● **Written instruction 1**
Set down, word for word, the part of the episode commentary starting with "Hook has decided, now" and going on through "in this life.".

------------------------------------

Strange how Hook doesn’t think his hook can block a sword strike, though we’ve seen him do it before. Also, how about Emma’s spying techniques? She shows up in the knick of time, we don’t actually know how she keeps such close tabs on Hook.

I do love the obsessed gleam in Arthur’s eyes here, before Emma swats him into a tree. Crumpled heap much?

Yes, you should apologize Hook. I realize you have your limitations, but what you said on that ship was PAINFUL.

Hook’s demonstration that he is beginning to understand the curse is crucial to the ending of this episode, for Hook and for us.

I have a special affection for Hook. This guy was happy following his brother and then he had to step into shoes he wasn’t ready for, a chronic and seemingly repeating pattern in his life. Hook  always seems just a little out of his depth. His confidence exceeds his skill set over and over again. He taunts and bullies a lame spinner who had the courage to ask him to do the right thing on the deck of his ship. He then looses everything when that same spinner comes back as the Dark One to get him to answer for his crime. He loses his love and ends up the guest of Peter Pan for the next few hundred years. Later he goes back after the Dark One unsuccessfully (on multiple occasions) nearly to his demise, only luck saves this guy. And Belle. Among more recent foolhardy endeavors, he tries to manipulate Rumple, the master manipulator, to get his hand back. Talk about bringing a toy hook to a gun fight… Again Belle steps in and is the only reason Hook is still sucking down oxygen.

It shouldn’t be a great surprise, then, that it takes him some time to figure out what Belle figured out in short order: the nature of the Dark One’s curse. Yes, Emma is still in there, just like the good man Rumple used to be is not entirely gone. Corruption and distortion though, are in progress.

Hook has decided, now that he understands, to go after what matters to him: Emma. Perhaps this is why I adore Hook as I do. He is singly focused and persistent in his aim no matter the odds and no matter how far outclassed he is. This tenacity, when coupled with a big heart (which he had to work hard to find after having lost it for a good long while), makes Hook truly endearing. And it’s good advice too. Persistence will get a person far in this life.

I can only imagine the depths of Emma’s pain here. She was counting on Hook to love her even as the Dark One and that day on his ship, he couldn’t accept her. And then she tells us she’s doing it for him.

------------------------------------

● **Written instruction 2**
Extract from the listing the lines starting with its very first line and going on through the line with "[277,271,414,334]", both included, and reproduce them unchanged.

------------------------------------

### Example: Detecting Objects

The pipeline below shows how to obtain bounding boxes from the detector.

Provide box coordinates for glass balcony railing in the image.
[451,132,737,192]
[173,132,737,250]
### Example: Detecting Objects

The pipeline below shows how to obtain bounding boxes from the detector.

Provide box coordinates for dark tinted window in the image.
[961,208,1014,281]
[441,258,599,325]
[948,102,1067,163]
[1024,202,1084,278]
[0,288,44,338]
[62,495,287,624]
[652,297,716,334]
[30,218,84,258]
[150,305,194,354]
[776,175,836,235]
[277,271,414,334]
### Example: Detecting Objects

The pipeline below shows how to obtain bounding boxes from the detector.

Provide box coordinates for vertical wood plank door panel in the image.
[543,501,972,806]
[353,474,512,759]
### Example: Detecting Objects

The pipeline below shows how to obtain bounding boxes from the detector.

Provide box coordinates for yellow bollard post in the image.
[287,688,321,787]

------------------------------------

● **Right answer 1**
Hook has decided, now that he understands, to go after what matters to him: Emma. Perhaps this is why I adore Hook as I do. He is singly focused and persistent in his aim no matter the odds and no matter how far outclassed he is. This tenacity, when coupled with a big heart (which he had to work hard to find after having lost it for a good long while), makes Hook truly endearing. And it’s good advice too. Persistence will get a person far in this life.

● **Right answer 2**
### Example: Detecting Objects

The pipeline below shows how to obtain bounding boxes from the detector.

Provide box coordinates for glass balcony railing in the image.
[451,132,737,192]
[173,132,737,250]
### Example: Detecting Objects

The pipeline below shows how to obtain bounding boxes from the detector.

Provide box coordinates for dark tinted window in the image.
[961,208,1014,281]
[441,258,599,325]
[948,102,1067,163]
[1024,202,1084,278]
[0,288,44,338]
[62,495,287,624]
[652,297,716,334]
[30,218,84,258]
[150,305,194,354]
[776,175,836,235]
[277,271,414,334]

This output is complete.